[Start of SUPPLIED INFORMATION]
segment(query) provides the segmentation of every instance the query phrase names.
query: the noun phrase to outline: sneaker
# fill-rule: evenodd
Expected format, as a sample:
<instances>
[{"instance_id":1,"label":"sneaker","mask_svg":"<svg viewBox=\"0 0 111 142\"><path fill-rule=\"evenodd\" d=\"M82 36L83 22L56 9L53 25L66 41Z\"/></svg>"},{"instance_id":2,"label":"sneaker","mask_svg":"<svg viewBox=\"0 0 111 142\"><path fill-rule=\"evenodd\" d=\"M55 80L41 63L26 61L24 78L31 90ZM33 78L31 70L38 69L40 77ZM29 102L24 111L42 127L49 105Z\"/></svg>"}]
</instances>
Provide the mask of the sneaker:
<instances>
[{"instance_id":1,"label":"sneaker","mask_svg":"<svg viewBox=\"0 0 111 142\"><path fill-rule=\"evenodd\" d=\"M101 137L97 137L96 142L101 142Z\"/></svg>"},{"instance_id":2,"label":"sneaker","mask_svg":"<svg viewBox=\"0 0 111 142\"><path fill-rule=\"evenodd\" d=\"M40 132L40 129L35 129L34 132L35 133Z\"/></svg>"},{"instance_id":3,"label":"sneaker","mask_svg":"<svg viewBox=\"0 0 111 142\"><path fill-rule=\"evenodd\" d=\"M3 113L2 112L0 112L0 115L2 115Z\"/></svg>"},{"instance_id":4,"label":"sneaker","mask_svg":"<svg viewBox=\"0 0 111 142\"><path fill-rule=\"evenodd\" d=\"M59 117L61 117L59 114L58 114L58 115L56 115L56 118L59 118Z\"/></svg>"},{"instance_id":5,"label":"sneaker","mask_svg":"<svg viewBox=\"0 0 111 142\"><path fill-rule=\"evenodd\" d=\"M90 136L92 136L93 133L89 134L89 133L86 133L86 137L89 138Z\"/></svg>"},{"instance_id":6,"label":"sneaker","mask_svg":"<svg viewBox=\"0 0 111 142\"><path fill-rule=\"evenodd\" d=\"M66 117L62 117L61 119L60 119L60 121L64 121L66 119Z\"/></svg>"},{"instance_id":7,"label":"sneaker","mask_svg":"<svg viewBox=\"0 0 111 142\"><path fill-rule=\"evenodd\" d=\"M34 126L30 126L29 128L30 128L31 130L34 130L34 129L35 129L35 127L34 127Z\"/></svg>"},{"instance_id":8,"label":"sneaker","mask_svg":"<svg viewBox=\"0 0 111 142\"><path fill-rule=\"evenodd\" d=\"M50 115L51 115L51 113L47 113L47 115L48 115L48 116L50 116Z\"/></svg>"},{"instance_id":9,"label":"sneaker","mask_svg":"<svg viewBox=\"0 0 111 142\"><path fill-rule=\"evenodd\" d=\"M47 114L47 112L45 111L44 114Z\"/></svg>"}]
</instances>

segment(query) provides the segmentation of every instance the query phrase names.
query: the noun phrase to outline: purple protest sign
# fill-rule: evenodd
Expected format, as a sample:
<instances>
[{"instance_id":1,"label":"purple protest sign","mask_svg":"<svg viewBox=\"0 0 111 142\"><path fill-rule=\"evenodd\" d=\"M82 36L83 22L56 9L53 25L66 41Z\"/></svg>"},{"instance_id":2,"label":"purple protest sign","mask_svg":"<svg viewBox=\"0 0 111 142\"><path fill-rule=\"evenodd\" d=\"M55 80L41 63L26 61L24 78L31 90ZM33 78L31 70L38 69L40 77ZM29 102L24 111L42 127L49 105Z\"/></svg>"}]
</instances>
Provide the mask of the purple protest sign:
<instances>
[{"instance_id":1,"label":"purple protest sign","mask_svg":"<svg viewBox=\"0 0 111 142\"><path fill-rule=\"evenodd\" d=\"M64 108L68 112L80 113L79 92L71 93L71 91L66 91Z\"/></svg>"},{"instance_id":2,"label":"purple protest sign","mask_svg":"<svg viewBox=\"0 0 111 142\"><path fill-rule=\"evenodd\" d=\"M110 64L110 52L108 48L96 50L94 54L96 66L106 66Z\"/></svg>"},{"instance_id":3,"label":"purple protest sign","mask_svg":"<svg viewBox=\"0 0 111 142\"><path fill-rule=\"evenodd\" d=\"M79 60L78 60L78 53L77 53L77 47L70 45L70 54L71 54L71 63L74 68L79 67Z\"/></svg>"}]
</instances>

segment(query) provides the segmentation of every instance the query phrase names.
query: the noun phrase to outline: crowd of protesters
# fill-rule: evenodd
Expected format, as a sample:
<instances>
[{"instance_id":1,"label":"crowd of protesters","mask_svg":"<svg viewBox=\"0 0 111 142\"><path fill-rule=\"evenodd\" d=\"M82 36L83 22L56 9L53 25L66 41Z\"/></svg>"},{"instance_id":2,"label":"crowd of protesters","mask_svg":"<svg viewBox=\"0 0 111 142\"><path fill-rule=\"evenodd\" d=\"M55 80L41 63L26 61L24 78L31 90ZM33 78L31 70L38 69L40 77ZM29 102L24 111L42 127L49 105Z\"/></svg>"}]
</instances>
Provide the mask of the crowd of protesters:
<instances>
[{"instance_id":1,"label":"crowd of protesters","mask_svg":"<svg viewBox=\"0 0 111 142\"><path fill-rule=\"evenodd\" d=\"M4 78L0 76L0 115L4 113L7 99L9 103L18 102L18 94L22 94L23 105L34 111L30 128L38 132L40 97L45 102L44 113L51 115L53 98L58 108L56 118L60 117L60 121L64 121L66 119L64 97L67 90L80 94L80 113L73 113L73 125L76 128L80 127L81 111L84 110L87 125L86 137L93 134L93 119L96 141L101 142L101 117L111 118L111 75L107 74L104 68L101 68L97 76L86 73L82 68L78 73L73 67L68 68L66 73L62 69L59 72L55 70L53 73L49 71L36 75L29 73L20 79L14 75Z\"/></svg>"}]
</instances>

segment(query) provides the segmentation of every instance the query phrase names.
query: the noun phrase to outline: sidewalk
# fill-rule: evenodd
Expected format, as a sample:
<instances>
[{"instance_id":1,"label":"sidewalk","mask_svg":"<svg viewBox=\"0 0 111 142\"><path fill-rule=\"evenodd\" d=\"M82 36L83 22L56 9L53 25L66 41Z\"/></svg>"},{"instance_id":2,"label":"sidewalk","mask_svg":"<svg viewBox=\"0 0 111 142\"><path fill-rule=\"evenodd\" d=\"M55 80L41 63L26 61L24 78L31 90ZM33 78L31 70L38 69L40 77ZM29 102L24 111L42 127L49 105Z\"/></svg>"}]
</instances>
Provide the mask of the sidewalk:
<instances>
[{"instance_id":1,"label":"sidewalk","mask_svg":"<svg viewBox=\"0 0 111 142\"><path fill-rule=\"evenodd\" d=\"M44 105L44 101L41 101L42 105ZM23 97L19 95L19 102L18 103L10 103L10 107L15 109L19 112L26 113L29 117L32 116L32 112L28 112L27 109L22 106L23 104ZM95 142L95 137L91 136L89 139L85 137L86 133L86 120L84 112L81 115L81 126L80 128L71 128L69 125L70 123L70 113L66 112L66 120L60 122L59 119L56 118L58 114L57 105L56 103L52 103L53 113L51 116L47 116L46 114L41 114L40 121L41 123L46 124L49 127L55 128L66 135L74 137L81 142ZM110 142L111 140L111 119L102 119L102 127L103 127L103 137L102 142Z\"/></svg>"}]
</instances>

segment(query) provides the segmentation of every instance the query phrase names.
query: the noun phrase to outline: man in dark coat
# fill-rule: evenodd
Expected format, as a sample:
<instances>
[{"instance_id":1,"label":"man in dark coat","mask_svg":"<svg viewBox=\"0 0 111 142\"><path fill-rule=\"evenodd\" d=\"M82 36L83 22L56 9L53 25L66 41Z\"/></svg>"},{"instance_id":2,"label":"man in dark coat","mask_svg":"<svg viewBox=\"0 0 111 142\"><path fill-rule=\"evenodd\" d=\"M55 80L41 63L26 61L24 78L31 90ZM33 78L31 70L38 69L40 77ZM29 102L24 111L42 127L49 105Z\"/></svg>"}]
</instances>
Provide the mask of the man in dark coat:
[End of SUPPLIED INFORMATION]
- [WHAT IS EXPECTED]: Please pick out each line of the listing above that contains the word "outline" and copy those lines.

- [FINAL ANSWER]:
query: the noun phrase to outline: sneaker
query: the noun phrase to outline: purple protest sign
query: the noun phrase to outline: crowd of protesters
query: the noun phrase to outline: sidewalk
query: the noun phrase to outline: man in dark coat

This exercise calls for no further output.